Extract provided:
▽

However, coming back to my main focus: the optimisation of a logistic regression model using the optimx() function in R. For this, I would like to use the icu data set from the package aplore3. The data set contains data from 200 patients in an intensive care unit (ICU) and provides information whether the patient survived their stay or died. The particular question I would like to take a look at is whether the probability of dying during the ICU stay \(P(Y = 1)\) is related to age \((x_1)\) and sex \((x_2)\). In order to do so, I firstly would like to load the data set and set up our variables:
# 1. Prefix ------------------------------------------------------------------- # Remove all files from ls rm(list = ls()) # Loading packages require(aplore3) require(optimx) require(numDeriv) require(dplyr) # 2. Loading dataset ---------------------------------------------------------- #Reading the example data set icu from the package aplore3 icu <- as.data.frame(icu) icu$sta_n <- ifelse(icu$sta == "Died", 1, 0) icu$female <- ifelse(icu$gender == "Female", 1, 0)
The specific model that I would like to use is:
\[ P(Y|x_1, x_2) \sim \alpha + \beta_1 x_1 + \beta_2 x_2\] Using the logistic link-function we can find a linear function for the right side of the equation.

△

Data excerpts:
▽

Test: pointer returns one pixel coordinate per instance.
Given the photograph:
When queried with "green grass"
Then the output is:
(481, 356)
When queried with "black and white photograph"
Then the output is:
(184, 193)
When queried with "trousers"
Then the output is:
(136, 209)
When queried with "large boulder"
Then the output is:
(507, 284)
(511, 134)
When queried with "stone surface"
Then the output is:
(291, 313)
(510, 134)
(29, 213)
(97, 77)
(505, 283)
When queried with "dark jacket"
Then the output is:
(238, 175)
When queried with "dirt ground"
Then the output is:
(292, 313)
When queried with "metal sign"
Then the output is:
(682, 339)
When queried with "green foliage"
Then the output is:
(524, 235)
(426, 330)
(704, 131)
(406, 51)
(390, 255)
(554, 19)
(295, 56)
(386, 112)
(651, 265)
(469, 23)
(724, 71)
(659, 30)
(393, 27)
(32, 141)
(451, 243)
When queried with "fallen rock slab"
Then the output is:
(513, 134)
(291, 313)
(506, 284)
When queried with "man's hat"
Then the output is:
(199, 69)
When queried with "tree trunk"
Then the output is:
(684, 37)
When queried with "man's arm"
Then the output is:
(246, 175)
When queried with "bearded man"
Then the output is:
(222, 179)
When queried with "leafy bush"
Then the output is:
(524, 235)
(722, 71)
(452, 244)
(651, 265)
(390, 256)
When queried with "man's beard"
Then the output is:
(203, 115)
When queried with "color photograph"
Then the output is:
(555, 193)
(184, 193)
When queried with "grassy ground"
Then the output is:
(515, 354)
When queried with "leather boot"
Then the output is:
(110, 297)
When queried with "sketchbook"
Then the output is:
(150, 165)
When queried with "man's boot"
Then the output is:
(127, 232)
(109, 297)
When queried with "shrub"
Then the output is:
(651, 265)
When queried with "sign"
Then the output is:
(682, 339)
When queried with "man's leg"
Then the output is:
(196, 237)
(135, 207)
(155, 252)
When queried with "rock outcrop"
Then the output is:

△

Activity: Transcribe the logistic regression passage from "The specific model" to "of the equation.". You won't need the data here.

Answer to the exercise:
The specific model that I would like to use is:
\[ P(Y|x_1, x_2) \sim \alpha + \beta_1 x_1 + \beta_2 x_2\] Using the logistic link-function we can find a linear function for the right side of the equation.